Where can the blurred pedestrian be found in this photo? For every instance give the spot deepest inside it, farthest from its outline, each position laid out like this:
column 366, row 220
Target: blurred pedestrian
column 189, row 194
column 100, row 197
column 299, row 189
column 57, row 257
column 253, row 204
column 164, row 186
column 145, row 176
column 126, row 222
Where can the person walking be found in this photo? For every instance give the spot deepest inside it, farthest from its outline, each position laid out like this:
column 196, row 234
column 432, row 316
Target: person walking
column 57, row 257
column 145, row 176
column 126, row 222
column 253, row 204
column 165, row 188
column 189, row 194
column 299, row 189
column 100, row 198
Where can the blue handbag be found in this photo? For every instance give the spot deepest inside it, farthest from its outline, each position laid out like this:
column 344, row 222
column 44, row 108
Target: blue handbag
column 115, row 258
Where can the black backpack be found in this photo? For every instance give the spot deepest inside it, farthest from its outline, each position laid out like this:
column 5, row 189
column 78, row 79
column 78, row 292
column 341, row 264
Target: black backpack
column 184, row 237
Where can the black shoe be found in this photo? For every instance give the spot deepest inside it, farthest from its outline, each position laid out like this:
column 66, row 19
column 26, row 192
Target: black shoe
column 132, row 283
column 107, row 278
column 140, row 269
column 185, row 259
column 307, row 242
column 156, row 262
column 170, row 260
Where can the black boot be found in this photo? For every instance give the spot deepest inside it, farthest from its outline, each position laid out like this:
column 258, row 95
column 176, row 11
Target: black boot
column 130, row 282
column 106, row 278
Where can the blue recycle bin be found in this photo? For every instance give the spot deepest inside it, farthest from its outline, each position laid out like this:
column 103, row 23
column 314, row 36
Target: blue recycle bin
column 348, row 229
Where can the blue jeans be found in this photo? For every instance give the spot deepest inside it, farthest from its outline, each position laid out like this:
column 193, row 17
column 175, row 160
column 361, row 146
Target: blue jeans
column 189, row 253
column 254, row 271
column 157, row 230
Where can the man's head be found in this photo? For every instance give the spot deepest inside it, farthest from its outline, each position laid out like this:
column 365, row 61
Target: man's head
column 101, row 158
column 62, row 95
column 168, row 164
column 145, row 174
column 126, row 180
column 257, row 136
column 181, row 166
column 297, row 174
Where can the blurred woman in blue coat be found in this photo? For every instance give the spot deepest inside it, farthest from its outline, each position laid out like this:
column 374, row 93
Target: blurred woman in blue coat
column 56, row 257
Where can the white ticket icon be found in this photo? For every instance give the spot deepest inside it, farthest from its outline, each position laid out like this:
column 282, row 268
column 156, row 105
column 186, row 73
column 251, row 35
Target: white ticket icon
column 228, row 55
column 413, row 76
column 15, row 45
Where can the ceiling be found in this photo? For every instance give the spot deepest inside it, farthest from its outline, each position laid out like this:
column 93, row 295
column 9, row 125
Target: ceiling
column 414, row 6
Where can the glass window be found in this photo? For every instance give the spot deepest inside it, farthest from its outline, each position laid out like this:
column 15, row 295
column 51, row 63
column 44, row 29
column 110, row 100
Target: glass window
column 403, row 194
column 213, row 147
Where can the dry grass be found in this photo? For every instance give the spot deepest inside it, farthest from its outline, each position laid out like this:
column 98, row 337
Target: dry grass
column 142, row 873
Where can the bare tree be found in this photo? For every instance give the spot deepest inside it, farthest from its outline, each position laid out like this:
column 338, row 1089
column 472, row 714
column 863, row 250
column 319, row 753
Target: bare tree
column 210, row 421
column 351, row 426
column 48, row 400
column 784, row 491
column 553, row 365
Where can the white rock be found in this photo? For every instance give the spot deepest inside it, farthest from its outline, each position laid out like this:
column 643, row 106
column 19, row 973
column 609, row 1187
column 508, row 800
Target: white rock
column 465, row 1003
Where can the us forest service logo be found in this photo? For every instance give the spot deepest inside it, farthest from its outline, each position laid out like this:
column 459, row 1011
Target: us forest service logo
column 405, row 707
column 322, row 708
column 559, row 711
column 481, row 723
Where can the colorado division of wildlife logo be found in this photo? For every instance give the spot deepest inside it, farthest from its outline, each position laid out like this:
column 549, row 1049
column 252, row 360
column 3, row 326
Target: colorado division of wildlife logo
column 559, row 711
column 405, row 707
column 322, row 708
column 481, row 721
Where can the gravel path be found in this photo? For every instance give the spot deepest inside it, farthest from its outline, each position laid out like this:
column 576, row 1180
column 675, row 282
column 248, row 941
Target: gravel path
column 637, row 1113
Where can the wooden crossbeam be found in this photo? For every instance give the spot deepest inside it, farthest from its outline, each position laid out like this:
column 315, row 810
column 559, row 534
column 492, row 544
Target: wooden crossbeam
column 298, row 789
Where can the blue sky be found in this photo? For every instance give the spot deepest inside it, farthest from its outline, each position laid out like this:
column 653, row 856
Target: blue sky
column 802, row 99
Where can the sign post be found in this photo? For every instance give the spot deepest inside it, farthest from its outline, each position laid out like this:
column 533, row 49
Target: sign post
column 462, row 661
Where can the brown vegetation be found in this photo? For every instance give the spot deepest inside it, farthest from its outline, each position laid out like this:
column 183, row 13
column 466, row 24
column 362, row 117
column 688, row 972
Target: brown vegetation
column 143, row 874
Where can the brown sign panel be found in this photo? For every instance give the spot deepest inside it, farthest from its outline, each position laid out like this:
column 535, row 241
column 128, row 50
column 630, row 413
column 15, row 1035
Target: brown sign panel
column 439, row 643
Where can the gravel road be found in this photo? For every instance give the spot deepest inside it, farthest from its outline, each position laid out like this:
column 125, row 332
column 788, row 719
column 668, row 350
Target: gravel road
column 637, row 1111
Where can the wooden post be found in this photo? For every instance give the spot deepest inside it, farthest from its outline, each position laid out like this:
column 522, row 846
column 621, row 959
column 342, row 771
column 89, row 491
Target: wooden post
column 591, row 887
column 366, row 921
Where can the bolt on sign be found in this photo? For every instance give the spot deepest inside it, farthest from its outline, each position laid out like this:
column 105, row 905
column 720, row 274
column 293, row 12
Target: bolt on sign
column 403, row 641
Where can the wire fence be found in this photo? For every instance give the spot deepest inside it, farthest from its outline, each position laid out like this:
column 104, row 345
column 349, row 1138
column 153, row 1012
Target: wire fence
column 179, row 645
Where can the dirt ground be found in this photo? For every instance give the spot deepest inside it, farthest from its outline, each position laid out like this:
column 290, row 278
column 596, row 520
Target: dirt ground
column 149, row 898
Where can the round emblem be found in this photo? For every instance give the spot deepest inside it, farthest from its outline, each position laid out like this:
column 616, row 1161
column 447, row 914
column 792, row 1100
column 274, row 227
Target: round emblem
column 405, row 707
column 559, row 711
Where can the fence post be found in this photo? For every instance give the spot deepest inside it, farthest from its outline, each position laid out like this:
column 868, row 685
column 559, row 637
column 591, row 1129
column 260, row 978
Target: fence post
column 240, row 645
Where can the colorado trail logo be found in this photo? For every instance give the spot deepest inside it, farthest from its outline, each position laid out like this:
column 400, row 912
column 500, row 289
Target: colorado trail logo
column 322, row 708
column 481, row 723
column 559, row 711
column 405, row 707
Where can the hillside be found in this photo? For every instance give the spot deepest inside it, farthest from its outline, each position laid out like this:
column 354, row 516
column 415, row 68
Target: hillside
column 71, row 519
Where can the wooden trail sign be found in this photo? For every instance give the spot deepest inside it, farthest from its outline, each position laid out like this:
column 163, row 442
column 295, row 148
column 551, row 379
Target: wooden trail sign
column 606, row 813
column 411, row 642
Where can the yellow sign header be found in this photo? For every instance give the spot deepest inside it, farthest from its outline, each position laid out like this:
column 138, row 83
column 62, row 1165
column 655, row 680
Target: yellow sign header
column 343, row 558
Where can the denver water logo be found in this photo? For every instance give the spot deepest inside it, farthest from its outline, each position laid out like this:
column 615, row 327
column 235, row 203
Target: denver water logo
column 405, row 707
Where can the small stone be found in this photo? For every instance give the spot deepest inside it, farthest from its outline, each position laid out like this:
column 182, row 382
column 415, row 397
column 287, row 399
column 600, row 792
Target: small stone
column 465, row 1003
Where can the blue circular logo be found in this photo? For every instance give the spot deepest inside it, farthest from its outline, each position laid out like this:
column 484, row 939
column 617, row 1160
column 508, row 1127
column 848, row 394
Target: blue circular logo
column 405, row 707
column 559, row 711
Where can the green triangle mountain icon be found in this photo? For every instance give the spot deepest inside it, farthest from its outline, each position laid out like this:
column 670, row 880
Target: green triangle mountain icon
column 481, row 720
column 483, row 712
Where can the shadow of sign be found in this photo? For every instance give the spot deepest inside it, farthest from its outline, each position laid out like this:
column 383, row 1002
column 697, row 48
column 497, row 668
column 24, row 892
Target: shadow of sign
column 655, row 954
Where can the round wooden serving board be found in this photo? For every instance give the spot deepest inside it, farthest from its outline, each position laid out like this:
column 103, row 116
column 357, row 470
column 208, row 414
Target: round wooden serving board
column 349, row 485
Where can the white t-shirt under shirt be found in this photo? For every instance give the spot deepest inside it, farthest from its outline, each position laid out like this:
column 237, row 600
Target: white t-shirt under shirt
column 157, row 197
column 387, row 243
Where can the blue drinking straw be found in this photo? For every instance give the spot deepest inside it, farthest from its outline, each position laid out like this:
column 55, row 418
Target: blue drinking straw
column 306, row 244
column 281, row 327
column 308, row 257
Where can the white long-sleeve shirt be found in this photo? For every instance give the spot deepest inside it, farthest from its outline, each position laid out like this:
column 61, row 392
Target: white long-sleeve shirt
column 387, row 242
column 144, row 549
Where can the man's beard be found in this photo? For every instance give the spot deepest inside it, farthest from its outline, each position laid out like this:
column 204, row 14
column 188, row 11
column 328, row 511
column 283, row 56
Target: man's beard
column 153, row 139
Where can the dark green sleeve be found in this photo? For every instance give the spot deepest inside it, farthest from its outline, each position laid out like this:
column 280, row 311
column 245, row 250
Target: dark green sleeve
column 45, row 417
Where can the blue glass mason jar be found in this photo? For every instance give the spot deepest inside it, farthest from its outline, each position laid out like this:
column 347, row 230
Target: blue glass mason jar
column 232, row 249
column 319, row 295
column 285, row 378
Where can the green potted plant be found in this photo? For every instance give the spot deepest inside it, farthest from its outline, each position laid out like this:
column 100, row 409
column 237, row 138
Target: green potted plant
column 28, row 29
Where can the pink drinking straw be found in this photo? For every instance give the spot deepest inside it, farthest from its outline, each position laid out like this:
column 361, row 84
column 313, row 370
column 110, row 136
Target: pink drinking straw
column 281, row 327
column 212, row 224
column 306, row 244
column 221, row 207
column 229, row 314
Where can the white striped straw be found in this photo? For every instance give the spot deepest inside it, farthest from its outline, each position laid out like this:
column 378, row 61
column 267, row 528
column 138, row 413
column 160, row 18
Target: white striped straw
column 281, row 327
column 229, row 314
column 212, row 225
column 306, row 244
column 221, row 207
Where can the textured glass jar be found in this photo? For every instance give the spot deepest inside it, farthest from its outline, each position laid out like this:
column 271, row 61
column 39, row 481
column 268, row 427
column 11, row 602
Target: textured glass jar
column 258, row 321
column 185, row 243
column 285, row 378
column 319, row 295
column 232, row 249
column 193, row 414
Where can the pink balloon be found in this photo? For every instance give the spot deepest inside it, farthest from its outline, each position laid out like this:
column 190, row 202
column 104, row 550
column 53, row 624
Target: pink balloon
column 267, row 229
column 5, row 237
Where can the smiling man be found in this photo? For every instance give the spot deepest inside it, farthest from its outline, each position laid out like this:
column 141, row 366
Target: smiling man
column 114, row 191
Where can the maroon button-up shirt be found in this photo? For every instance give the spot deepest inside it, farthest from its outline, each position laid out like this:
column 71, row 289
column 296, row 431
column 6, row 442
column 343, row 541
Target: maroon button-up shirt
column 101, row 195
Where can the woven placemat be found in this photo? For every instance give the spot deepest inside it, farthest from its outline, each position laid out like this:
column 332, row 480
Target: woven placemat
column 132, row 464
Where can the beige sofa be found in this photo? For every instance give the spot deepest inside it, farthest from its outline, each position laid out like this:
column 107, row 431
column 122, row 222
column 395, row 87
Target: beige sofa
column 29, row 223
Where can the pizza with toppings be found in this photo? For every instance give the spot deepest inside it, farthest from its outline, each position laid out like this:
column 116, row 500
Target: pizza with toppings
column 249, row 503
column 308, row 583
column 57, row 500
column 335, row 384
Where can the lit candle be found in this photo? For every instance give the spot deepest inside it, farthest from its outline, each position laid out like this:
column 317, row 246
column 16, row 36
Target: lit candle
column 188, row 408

::::::::::

| WORK ITEM |
Please return the lines above that run from the line containing "Target: small stone" to the line containing "column 497, row 668", inclusive, exactly and with no other lines.

| WRITTEN REPLY |
Target: small stone
column 465, row 1003
Where can the blue circular logo be found in this photo? For every instance give the spot deepest inside it, farthest from its outline, each position laid out like this:
column 484, row 939
column 617, row 1160
column 508, row 1127
column 848, row 394
Target: blue circular logo
column 405, row 707
column 559, row 711
Where can the green triangle mountain icon be found in this photo? For every instance give the spot deepest inside it, farthest from its outline, each position laid out like this:
column 670, row 880
Target: green triangle mountain icon
column 481, row 720
column 483, row 712
Where can the shadow of sign be found in this photo? For every instance give the spot deepest inside it, farthest from its outline, each position laid out like this:
column 383, row 1002
column 697, row 48
column 497, row 668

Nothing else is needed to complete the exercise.